What to do
Pick out every one of the lines below that contains the word "building" and copy each such line in full.

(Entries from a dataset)
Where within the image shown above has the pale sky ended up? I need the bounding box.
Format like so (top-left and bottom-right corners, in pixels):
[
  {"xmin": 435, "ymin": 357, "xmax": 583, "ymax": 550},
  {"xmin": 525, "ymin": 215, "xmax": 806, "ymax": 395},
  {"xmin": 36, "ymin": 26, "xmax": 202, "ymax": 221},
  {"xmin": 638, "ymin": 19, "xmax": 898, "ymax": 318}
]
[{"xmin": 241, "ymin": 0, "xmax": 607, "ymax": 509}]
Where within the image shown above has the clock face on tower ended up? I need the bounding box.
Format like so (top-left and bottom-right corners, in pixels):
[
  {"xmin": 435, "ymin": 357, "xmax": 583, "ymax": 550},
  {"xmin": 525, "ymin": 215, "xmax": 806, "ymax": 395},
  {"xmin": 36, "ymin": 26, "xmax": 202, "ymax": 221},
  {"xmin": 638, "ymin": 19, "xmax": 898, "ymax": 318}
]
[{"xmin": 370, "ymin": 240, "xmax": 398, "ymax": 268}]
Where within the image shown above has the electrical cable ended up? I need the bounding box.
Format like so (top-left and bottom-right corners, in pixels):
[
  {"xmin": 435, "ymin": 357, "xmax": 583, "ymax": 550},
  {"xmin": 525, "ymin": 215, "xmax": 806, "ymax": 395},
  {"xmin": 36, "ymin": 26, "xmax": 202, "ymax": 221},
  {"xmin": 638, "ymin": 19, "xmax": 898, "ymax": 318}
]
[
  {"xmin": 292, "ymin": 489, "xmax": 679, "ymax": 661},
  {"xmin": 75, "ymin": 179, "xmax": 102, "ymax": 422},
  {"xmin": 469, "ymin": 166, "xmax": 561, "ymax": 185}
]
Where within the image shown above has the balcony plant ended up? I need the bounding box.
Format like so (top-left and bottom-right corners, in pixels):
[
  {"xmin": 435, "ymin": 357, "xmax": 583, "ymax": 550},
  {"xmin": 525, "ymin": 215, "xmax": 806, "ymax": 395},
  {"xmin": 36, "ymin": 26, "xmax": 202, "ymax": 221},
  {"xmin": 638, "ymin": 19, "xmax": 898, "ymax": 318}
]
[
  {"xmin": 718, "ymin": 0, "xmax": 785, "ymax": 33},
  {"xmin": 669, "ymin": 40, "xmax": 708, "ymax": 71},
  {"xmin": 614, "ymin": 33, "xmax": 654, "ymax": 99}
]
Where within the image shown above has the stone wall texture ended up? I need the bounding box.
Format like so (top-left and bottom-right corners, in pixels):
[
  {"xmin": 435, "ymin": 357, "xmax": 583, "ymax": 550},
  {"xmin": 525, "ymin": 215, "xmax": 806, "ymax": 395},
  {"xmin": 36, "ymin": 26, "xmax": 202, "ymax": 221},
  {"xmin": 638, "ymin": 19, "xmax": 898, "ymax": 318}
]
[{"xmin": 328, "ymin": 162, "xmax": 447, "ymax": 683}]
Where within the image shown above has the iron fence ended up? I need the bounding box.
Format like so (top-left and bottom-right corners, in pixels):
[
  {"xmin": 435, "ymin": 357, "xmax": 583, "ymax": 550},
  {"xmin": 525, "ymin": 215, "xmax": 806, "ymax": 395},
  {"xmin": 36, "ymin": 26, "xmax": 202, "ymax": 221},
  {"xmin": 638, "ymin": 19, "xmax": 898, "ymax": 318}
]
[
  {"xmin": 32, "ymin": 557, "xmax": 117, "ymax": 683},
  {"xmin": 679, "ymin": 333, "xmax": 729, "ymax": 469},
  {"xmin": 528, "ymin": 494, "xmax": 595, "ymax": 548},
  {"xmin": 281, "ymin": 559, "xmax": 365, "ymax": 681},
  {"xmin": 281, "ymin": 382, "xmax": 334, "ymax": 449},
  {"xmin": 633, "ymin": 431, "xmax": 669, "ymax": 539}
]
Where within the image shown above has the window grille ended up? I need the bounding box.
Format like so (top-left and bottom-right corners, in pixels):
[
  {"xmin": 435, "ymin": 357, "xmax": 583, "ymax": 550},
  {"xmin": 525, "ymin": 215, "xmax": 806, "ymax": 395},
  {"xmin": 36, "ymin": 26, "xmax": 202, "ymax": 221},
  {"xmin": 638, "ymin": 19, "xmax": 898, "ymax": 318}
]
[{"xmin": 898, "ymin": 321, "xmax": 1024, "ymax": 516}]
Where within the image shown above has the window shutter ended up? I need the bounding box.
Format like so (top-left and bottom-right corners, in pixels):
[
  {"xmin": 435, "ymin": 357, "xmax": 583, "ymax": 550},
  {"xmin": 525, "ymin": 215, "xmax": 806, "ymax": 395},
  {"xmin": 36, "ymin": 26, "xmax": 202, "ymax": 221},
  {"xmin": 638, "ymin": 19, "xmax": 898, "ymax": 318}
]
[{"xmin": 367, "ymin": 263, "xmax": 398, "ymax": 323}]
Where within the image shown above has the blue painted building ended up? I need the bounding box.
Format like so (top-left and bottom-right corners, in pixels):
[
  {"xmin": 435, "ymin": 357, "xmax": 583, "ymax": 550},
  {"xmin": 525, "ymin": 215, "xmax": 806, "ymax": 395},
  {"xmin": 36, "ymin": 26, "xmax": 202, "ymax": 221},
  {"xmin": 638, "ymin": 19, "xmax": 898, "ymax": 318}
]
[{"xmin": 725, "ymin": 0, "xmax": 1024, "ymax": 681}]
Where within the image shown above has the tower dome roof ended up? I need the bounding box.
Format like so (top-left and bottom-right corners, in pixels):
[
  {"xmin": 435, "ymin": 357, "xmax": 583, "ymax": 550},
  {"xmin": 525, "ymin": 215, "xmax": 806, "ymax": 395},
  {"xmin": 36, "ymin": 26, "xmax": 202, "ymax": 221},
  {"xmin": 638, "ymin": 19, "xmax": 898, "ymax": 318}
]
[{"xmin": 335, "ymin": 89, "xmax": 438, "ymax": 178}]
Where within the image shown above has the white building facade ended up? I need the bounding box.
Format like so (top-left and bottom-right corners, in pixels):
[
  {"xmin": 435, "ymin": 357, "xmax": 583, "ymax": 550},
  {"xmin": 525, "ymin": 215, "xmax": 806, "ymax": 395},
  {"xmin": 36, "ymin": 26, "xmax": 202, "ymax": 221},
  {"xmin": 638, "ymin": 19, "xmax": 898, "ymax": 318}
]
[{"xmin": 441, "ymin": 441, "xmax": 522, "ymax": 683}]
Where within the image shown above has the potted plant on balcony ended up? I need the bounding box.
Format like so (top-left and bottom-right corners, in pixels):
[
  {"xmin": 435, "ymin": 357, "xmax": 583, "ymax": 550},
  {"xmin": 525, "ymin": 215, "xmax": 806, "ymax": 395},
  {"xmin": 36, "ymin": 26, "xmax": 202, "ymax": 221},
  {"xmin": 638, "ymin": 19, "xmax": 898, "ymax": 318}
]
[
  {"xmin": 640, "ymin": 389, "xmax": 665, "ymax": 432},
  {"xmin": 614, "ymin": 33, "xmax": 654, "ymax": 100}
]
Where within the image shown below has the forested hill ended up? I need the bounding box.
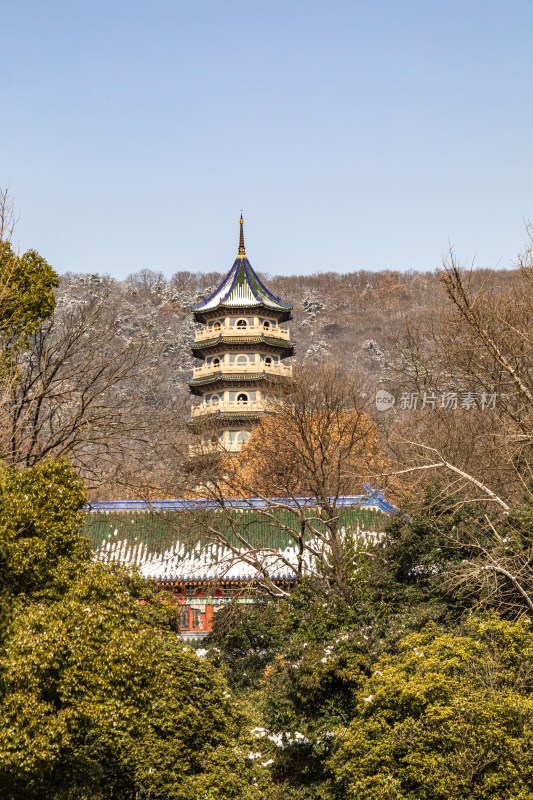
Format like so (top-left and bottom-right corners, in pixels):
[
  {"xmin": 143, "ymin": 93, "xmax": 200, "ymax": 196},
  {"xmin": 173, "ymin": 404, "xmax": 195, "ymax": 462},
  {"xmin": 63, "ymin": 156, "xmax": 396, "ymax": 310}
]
[{"xmin": 59, "ymin": 270, "xmax": 516, "ymax": 402}]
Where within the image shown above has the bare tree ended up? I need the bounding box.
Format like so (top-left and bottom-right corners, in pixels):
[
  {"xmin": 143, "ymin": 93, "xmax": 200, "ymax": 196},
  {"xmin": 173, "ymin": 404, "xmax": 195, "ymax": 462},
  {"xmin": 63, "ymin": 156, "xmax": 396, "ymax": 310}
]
[{"xmin": 0, "ymin": 289, "xmax": 166, "ymax": 485}]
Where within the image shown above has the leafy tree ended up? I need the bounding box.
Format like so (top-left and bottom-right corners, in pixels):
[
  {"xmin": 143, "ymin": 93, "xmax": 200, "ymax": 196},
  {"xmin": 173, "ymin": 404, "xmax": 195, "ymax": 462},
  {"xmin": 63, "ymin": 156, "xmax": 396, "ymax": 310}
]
[
  {"xmin": 0, "ymin": 460, "xmax": 90, "ymax": 596},
  {"xmin": 0, "ymin": 461, "xmax": 263, "ymax": 800},
  {"xmin": 328, "ymin": 617, "xmax": 533, "ymax": 800},
  {"xmin": 206, "ymin": 603, "xmax": 283, "ymax": 690},
  {"xmin": 0, "ymin": 566, "xmax": 260, "ymax": 800},
  {"xmin": 0, "ymin": 242, "xmax": 59, "ymax": 355}
]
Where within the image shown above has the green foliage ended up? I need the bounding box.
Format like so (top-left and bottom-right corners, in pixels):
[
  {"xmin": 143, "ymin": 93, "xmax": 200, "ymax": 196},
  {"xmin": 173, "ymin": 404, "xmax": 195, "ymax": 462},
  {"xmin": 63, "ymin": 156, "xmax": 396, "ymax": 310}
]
[
  {"xmin": 328, "ymin": 617, "xmax": 533, "ymax": 800},
  {"xmin": 0, "ymin": 242, "xmax": 59, "ymax": 352},
  {"xmin": 0, "ymin": 460, "xmax": 90, "ymax": 595},
  {"xmin": 371, "ymin": 487, "xmax": 486, "ymax": 628},
  {"xmin": 0, "ymin": 565, "xmax": 260, "ymax": 800},
  {"xmin": 205, "ymin": 603, "xmax": 282, "ymax": 690}
]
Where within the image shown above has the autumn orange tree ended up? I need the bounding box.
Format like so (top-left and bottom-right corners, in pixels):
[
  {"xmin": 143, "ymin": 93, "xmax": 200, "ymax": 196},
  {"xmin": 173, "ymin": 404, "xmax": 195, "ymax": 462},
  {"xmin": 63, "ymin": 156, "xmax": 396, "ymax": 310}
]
[{"xmin": 192, "ymin": 364, "xmax": 383, "ymax": 594}]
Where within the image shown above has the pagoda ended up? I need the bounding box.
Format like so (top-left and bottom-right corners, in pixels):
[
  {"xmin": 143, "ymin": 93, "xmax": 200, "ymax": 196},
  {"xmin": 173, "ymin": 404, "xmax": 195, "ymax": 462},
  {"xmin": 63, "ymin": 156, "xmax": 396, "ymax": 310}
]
[{"xmin": 188, "ymin": 214, "xmax": 294, "ymax": 452}]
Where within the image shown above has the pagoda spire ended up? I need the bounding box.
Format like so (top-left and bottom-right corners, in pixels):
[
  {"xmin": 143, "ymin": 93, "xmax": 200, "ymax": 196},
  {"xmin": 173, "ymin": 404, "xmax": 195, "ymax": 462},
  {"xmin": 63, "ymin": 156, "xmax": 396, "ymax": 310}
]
[{"xmin": 239, "ymin": 208, "xmax": 246, "ymax": 258}]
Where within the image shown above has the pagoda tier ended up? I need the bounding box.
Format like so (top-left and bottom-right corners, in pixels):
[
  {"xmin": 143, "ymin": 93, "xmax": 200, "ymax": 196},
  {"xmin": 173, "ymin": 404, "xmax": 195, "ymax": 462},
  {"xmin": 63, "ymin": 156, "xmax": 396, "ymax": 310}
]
[{"xmin": 188, "ymin": 215, "xmax": 294, "ymax": 451}]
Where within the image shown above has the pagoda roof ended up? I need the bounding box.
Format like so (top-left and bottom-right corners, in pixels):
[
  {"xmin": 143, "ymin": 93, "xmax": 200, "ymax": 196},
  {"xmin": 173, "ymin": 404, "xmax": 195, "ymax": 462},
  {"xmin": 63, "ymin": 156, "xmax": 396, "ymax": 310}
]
[{"xmin": 192, "ymin": 214, "xmax": 292, "ymax": 313}]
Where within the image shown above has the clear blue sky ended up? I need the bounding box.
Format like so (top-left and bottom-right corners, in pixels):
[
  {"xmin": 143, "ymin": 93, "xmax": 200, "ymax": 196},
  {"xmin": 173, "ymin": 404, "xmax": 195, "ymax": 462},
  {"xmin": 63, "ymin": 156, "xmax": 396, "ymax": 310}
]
[{"xmin": 0, "ymin": 0, "xmax": 533, "ymax": 278}]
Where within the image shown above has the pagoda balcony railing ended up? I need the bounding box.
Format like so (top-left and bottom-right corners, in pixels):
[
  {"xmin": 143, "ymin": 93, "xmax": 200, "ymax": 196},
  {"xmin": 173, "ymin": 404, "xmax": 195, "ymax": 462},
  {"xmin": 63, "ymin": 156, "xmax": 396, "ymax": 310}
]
[
  {"xmin": 194, "ymin": 325, "xmax": 291, "ymax": 342},
  {"xmin": 189, "ymin": 440, "xmax": 242, "ymax": 456},
  {"xmin": 193, "ymin": 361, "xmax": 292, "ymax": 378},
  {"xmin": 191, "ymin": 400, "xmax": 266, "ymax": 417}
]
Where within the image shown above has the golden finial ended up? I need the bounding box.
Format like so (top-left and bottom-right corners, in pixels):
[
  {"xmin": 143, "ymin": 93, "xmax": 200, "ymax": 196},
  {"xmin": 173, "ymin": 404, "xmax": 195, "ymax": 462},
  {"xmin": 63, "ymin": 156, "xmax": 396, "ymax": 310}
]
[{"xmin": 239, "ymin": 208, "xmax": 246, "ymax": 258}]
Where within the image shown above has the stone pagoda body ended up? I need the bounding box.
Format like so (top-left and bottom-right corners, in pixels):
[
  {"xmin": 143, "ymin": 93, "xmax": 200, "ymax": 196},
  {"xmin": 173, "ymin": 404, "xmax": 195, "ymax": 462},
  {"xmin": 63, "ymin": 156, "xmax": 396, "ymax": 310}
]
[{"xmin": 188, "ymin": 215, "xmax": 294, "ymax": 452}]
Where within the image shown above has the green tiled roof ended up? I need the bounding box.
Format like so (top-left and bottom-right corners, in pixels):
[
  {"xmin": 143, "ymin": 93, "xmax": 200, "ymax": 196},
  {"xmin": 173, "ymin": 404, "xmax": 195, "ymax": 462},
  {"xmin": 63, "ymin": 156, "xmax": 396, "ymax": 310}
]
[{"xmin": 82, "ymin": 508, "xmax": 386, "ymax": 567}]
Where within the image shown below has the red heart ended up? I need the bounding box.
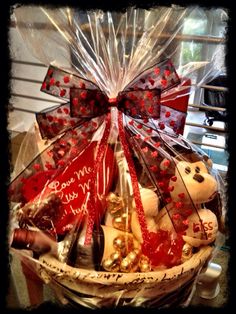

Reply
Where within the image shown above has the blue painted building ended up? I need the bounding box.
Where within the image shown above has the white building facade ended up? I need the bounding box.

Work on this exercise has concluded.